THE REQUEST: Substitute "seabird survey" for "wildlife tally" throughout the material below, leaving everything else unchanged, and omit the pictures from your copy.

RECORDS SUPPLIED:
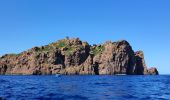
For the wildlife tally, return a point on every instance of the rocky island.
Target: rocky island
(74, 57)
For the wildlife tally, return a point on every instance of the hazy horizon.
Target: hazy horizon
(144, 24)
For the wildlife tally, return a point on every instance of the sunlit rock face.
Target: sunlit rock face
(74, 57)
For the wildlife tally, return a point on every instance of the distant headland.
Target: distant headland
(74, 57)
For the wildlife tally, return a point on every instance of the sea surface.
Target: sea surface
(85, 87)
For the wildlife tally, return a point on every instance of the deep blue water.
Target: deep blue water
(85, 87)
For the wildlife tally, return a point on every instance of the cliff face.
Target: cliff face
(72, 56)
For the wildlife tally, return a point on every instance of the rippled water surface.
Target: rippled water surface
(85, 87)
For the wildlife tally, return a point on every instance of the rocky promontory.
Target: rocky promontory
(74, 57)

RESPONSE TO THE EXERCISE:
For the seabird survey, return a point on every instance of the rocky island.
Target: rocky island
(74, 57)
For the seabird survey, return a point on every instance of the hazy horizon.
Target: hazy horizon
(144, 24)
For the seabird survey, return a point on every instance of the sunlit rock face.
Target: sunlit rock face
(74, 57)
For the seabird survey, return a point on every instance of the distant headland.
Target: distant headland
(74, 57)
For the seabird survey, return a point on every instance of the sea surface.
Target: sea surface
(85, 87)
For the seabird survey, return a point on every instance of the deep blue water.
Target: deep blue water
(85, 87)
For the seabird survey, return a point on every instance of the cliff face.
Target: cliff face
(72, 56)
For the seabird survey, return a point on every instance of the rippled water surface.
Target: rippled water surface
(85, 87)
For the seabird survey, return a point on every instance of the rocky promontory.
Target: rocky promontory
(74, 57)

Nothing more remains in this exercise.